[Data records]
┄┄┄┄┄┄

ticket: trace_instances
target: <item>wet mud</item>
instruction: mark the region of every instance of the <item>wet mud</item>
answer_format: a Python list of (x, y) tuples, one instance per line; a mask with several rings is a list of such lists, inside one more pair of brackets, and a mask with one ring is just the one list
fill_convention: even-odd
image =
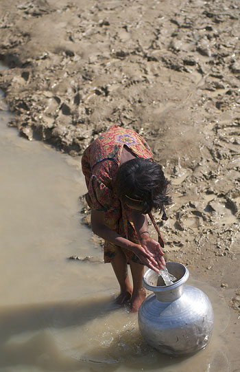
[(166, 257), (226, 298), (238, 371), (239, 2), (9, 0), (0, 14), (10, 125), (73, 157), (114, 124), (148, 141), (172, 182), (169, 220), (155, 214)]

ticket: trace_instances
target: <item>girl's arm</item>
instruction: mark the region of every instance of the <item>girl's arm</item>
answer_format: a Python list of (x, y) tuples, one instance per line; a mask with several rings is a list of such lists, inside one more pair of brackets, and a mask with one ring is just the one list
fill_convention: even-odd
[(108, 228), (104, 224), (104, 212), (92, 209), (91, 217), (91, 227), (95, 234), (119, 247), (131, 250), (136, 254), (144, 265), (158, 272), (158, 262), (154, 259), (154, 254), (148, 250), (147, 246), (143, 247), (139, 244), (136, 244)]
[(163, 258), (164, 253), (159, 243), (152, 239), (148, 232), (146, 215), (143, 215), (139, 210), (132, 209), (132, 217), (141, 246), (154, 254), (158, 263), (158, 268), (163, 270), (166, 265)]

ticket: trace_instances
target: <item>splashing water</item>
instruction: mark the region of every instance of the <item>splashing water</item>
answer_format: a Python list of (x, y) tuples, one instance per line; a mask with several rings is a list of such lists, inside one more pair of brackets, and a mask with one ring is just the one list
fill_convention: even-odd
[(162, 276), (165, 283), (166, 285), (170, 285), (171, 284), (173, 284), (173, 282), (177, 280), (176, 278), (171, 274), (170, 274), (167, 269), (166, 266), (163, 269), (163, 270), (160, 270), (158, 275), (159, 276)]

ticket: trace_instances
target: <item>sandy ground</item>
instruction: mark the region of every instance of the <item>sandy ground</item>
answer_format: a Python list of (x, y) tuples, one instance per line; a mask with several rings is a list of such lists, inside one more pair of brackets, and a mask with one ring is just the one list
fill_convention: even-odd
[(0, 88), (32, 140), (80, 156), (113, 124), (133, 129), (172, 179), (168, 259), (231, 309), (240, 371), (238, 0), (0, 2)]

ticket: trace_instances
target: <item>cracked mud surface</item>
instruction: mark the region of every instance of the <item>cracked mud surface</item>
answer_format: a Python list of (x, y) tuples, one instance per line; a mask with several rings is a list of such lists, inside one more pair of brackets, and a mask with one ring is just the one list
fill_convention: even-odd
[(113, 124), (141, 134), (172, 180), (169, 220), (162, 226), (155, 214), (166, 256), (225, 297), (229, 337), (240, 315), (239, 5), (0, 4), (0, 59), (10, 67), (0, 87), (15, 113), (10, 125), (75, 157)]

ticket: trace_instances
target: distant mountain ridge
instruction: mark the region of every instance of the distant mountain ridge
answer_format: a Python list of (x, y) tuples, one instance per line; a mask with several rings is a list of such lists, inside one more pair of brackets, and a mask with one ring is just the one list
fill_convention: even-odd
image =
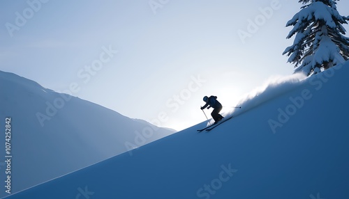
[[(174, 133), (10, 72), (0, 71), (0, 127), (5, 118), (12, 120), (13, 191), (124, 152), (126, 143), (138, 147)], [(144, 129), (151, 136), (135, 143)]]

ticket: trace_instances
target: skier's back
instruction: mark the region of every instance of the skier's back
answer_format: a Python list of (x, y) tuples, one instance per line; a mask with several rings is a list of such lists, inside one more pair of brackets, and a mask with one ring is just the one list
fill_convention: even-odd
[(201, 110), (203, 110), (206, 107), (207, 107), (207, 109), (211, 107), (214, 108), (214, 111), (211, 113), (211, 116), (214, 120), (214, 123), (218, 122), (223, 118), (223, 117), (219, 114), (219, 112), (222, 110), (223, 106), (222, 104), (217, 100), (216, 96), (211, 95), (209, 97), (205, 96), (203, 100), (206, 102), (206, 104), (201, 107)]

┄┄┄┄┄┄

• Problem to solve:
Extract all the data above exactly, excluding every picture.

• Right answer:
ticket: trace_instances
target: <item>wet mud</item>
instruction: mark the region of every instance of the <item>wet mud</item>
answer_format: a Python list of (x, y) tuples, one instance per line; a mask with several rings is a list of such lists, inside one more pair of brackets, and a mask with one ring is just the one list
fill_convention: even-odd
image =
[(166, 257), (226, 298), (238, 371), (239, 2), (9, 0), (0, 14), (10, 125), (73, 157), (114, 124), (148, 141), (172, 182), (169, 220), (155, 214)]

ticket: trace_instances
target: <item>girl's arm</item>
instruction: mark the region of every instance of the <item>girl's arm</item>
answer_format: a Python list of (x, y) tuples, one instance per line; a mask with several rings is a list of such lists, inside one more pair of brackets, and a mask with one ring is just the one list
fill_convention: even-odd
[(108, 228), (104, 224), (104, 212), (92, 209), (91, 217), (91, 227), (95, 234), (119, 247), (131, 250), (136, 254), (144, 265), (158, 272), (158, 262), (154, 259), (154, 254), (148, 250), (147, 246), (143, 247), (139, 244), (136, 244)]
[(163, 258), (164, 253), (159, 243), (152, 239), (148, 232), (146, 215), (143, 215), (139, 210), (132, 209), (132, 217), (141, 246), (154, 254), (158, 263), (158, 268), (163, 270), (166, 265)]

ticket: trace_instances
target: <item>splashing water</item>
instruction: mark the region of every instance of the <item>splashing water</item>
answer_format: a Python list of (x, y) tuples, one instance per line; a mask with several rings is a list of such lists, inside one more pair of brackets, and a mask with one ring is just the one list
fill_convention: even-odd
[(162, 276), (165, 283), (166, 285), (170, 285), (171, 284), (173, 284), (173, 282), (177, 280), (176, 278), (171, 274), (170, 274), (167, 269), (166, 266), (163, 269), (163, 270), (160, 270), (158, 275), (159, 276)]

ticket: trace_instances
target: <item>sandy ground</item>
instruction: mark the region of every instance of the <item>sandy ground</item>
answer_format: a Python list of (x, y) tuples, one instance per line; a mask with several rings is a list of such lists, inside one more pair of brackets, and a mask with one ring is just the one list
fill_convention: even-odd
[(0, 88), (32, 140), (80, 156), (113, 124), (133, 129), (172, 179), (168, 259), (231, 309), (240, 371), (238, 0), (0, 2)]

ticket: trace_instances
target: <item>cracked mud surface</item>
instruction: mark the region of every instance of the <item>cracked mud surface</item>
answer_format: a Python list of (x, y) tuples, one instance per line; a mask with several rings is a list of such lists, inside one more pair of brackets, and a mask with one ring is just the one list
fill_convention: even-odd
[(113, 124), (141, 134), (172, 180), (169, 220), (162, 226), (155, 214), (166, 256), (225, 297), (229, 337), (240, 315), (239, 5), (0, 4), (0, 59), (10, 67), (0, 87), (15, 113), (10, 125), (75, 157)]

ticket: trace_instances
target: distant mountain ridge
instruction: mark the region of every instance of the distant mountain ridge
answer_format: a Python list of (x, y) tuples, one instance per line; a mask with several rings is a list of such lists, inside one more pair of brackets, and a mask with one ring is just the one list
fill_convention: even-odd
image =
[[(174, 133), (10, 72), (0, 71), (0, 127), (5, 118), (12, 120), (13, 191), (124, 152), (126, 143), (138, 147)], [(144, 129), (151, 136), (135, 143)]]

ticket: trace_instances
target: skier's back
instruction: mark the region of every instance of the skier's back
answer_format: a Python list of (x, y) tuples, one instance per line; a mask with several rings is a list of such lists, inside one more pair of brackets, and a mask with one ring is just the one list
fill_convention: even-odd
[(201, 110), (203, 110), (206, 107), (207, 107), (207, 109), (211, 107), (214, 108), (214, 111), (211, 113), (211, 116), (214, 120), (214, 123), (218, 122), (223, 118), (223, 117), (219, 114), (219, 112), (222, 110), (223, 106), (222, 104), (217, 100), (216, 96), (211, 95), (209, 97), (205, 96), (203, 100), (206, 102), (206, 104), (201, 107)]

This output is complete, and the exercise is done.